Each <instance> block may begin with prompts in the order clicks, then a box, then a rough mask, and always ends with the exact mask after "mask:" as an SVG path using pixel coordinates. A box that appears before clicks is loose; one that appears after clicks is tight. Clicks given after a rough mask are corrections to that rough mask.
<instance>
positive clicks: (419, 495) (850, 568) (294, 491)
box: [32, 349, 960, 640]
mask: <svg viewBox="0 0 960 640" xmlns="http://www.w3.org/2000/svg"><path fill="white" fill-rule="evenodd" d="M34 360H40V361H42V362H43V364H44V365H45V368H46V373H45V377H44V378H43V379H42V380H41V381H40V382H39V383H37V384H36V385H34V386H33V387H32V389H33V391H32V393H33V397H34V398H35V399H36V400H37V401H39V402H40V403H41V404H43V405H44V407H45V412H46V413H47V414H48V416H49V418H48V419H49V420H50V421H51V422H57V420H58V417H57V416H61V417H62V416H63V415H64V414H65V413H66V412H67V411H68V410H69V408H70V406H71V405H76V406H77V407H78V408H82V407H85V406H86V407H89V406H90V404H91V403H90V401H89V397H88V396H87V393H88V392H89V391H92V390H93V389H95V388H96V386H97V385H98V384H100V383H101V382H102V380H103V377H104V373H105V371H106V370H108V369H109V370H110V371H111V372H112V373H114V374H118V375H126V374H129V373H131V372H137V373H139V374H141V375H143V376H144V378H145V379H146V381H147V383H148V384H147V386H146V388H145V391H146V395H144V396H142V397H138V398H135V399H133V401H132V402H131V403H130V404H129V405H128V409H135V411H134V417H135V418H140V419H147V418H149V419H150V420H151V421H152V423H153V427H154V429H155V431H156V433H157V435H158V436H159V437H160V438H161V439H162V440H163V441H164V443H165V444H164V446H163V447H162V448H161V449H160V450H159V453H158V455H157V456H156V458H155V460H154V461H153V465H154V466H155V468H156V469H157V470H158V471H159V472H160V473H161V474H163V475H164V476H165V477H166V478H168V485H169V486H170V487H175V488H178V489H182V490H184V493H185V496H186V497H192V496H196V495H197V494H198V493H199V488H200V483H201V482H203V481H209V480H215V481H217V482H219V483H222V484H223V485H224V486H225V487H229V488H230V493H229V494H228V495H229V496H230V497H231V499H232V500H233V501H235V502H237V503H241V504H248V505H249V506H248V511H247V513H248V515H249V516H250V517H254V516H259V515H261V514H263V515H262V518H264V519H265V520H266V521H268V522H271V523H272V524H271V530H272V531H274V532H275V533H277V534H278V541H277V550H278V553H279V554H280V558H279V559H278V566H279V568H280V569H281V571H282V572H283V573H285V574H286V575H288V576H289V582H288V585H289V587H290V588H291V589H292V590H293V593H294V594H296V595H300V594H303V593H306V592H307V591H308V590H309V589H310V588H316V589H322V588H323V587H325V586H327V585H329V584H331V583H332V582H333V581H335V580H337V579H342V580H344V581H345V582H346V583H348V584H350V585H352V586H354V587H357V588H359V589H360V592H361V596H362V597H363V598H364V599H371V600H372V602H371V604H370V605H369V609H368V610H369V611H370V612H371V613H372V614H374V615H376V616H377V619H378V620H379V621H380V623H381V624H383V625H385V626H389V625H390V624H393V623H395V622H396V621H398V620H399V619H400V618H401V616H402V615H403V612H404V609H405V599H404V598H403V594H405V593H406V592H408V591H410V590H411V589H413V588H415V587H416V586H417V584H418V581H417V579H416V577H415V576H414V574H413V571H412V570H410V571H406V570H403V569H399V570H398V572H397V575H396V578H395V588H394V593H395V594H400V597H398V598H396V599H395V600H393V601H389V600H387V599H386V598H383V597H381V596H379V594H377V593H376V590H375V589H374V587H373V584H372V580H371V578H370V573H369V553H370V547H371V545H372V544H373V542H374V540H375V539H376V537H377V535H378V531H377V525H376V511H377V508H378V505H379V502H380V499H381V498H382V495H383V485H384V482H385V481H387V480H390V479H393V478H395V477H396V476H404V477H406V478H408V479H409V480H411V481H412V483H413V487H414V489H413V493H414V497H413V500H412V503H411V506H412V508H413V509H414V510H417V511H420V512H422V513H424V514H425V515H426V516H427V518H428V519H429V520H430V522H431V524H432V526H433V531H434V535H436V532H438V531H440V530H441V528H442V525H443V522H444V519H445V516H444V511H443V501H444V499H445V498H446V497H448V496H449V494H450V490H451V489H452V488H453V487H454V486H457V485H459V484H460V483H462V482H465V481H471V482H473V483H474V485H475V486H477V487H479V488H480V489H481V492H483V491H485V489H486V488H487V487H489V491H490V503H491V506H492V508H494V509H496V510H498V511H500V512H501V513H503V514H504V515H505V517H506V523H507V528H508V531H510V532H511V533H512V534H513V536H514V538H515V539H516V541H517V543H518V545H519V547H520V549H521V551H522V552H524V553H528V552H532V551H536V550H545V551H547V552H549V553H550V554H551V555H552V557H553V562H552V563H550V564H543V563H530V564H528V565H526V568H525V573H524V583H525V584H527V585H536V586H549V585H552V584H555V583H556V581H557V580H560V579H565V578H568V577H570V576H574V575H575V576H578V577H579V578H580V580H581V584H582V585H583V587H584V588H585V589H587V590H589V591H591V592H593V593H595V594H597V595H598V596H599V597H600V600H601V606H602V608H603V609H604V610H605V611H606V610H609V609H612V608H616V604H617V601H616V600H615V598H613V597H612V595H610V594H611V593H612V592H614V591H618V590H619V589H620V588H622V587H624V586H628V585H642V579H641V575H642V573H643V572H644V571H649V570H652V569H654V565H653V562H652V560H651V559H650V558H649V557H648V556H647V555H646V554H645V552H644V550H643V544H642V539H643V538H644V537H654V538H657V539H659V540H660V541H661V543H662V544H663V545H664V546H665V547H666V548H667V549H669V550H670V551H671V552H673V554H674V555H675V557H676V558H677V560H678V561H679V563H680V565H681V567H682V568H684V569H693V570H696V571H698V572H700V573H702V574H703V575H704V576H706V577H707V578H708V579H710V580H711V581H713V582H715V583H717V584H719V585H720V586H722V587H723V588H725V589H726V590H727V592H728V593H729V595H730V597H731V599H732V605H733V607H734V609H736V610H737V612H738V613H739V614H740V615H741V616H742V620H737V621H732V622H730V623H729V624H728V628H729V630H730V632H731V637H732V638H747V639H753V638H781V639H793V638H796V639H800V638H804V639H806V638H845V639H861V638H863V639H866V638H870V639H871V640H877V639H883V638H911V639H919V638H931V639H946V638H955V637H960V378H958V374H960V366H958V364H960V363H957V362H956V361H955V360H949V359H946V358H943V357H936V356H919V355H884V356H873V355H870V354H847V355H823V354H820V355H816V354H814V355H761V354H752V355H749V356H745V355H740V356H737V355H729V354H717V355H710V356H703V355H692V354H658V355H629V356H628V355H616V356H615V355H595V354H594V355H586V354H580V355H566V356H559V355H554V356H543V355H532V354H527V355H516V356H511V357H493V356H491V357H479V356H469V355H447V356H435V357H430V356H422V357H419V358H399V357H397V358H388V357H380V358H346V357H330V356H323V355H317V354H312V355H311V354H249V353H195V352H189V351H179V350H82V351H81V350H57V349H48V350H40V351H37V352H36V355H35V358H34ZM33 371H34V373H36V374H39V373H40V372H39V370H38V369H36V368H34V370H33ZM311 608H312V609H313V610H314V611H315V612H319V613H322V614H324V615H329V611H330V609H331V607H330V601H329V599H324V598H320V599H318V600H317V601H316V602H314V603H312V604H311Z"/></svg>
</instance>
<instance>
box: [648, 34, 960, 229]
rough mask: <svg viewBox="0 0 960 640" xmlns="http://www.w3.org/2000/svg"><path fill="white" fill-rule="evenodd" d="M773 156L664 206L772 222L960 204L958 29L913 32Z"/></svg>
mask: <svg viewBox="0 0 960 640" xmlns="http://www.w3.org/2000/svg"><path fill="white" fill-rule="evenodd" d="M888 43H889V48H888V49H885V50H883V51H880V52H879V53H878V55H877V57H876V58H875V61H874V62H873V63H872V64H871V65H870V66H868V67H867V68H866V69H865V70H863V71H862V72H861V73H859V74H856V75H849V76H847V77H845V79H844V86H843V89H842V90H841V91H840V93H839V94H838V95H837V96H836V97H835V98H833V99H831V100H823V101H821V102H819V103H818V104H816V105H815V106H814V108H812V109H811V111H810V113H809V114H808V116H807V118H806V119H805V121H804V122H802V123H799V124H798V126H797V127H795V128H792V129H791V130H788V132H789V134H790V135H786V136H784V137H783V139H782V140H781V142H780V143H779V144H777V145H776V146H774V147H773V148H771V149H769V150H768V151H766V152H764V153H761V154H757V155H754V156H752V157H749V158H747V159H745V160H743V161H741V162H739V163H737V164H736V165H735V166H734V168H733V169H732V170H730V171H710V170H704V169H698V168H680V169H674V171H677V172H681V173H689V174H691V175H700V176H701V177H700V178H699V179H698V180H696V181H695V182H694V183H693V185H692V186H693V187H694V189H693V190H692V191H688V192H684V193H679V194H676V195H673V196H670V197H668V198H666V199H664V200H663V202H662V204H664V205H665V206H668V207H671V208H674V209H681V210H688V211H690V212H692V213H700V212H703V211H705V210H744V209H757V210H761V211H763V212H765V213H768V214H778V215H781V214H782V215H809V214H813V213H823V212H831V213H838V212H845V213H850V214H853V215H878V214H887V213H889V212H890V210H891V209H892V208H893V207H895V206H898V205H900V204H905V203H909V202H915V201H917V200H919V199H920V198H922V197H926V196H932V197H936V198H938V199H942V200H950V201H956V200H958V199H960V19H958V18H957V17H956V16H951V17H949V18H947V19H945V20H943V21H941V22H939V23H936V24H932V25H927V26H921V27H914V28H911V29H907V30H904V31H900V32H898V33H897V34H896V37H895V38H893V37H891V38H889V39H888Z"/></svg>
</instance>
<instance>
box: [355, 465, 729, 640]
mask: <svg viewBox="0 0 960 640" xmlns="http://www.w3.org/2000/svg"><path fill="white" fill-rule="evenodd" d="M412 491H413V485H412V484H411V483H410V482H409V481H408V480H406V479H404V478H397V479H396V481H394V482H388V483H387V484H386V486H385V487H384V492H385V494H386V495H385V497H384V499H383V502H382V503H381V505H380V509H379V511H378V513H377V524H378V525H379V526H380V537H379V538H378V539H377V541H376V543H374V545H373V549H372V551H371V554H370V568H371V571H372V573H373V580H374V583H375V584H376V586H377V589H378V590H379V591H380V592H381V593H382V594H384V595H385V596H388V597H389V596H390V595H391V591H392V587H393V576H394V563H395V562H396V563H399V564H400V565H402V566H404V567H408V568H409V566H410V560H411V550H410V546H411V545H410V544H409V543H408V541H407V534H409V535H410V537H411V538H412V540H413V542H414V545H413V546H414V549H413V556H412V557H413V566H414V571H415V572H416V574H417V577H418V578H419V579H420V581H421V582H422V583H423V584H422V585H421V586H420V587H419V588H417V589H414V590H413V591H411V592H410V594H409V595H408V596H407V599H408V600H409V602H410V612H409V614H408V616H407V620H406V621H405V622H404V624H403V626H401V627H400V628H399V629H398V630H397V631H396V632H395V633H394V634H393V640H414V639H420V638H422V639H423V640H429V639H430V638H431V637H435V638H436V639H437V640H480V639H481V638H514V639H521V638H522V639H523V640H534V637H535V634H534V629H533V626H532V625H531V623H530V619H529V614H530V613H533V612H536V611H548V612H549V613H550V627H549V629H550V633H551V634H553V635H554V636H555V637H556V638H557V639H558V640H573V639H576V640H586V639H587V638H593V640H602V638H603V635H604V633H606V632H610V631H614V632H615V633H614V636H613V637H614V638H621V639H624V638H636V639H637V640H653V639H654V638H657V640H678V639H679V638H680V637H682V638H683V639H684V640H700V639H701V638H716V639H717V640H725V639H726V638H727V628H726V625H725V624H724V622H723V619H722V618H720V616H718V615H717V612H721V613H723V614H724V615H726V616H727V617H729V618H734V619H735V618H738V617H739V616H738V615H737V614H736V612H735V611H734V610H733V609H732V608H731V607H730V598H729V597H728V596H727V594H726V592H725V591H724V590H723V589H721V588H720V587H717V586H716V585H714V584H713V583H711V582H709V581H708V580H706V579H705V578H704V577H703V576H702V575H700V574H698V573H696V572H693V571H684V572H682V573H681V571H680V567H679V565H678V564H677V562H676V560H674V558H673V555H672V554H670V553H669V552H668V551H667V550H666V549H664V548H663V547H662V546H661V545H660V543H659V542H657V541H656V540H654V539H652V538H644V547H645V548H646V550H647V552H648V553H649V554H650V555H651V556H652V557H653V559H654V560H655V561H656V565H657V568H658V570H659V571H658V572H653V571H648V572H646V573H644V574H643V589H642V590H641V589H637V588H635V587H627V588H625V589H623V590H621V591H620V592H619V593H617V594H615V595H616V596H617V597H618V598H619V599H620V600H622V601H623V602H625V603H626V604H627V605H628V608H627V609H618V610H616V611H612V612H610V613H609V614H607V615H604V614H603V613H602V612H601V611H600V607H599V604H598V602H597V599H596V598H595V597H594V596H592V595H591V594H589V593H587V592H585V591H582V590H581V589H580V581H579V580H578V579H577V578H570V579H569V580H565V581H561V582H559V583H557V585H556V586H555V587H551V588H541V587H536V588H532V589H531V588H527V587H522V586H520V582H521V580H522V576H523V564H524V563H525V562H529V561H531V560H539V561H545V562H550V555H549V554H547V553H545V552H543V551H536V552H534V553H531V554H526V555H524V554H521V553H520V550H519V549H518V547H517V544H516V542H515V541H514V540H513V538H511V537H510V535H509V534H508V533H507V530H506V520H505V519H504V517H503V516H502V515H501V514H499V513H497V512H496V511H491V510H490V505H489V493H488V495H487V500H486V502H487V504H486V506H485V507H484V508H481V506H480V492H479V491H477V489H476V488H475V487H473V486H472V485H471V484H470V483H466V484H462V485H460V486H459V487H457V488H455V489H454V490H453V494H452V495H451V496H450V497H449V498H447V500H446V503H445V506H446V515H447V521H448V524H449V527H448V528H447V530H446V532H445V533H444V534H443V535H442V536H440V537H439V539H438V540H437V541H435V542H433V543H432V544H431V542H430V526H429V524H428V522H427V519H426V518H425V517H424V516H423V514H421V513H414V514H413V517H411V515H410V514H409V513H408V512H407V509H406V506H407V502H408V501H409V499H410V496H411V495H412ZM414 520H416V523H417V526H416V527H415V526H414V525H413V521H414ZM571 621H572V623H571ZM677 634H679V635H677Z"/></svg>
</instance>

:::::

| EXERCISE INSTRUCTIONS |
Show every line of the items above that contains the word "clicks".

| RESULT FOR THIS TASK |
Each <instance> block may begin with prompts in the order clicks, then a box, then a rough mask, and always ends with the exact mask after "mask:" as an SVG path using pixel coordinates. A box that appears before clicks is loose; one that appears after clicks is tight. Clicks given after a rough mask are corrections to that rough mask.
positive clicks: (419, 495) (850, 568) (294, 491)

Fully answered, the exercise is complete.